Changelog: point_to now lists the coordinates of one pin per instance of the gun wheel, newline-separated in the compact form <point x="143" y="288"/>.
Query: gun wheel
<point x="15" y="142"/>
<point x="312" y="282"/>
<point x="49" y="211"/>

******

- _GIVEN REQUEST_:
Pick out every line in the records containing the string "wheel" and copy each one.

- _TASK SOLUTION_:
Changelog: point_to now lists the coordinates of one pin per instance of the gun wheel, newline-separated in the compact form <point x="143" y="288"/>.
Query: gun wheel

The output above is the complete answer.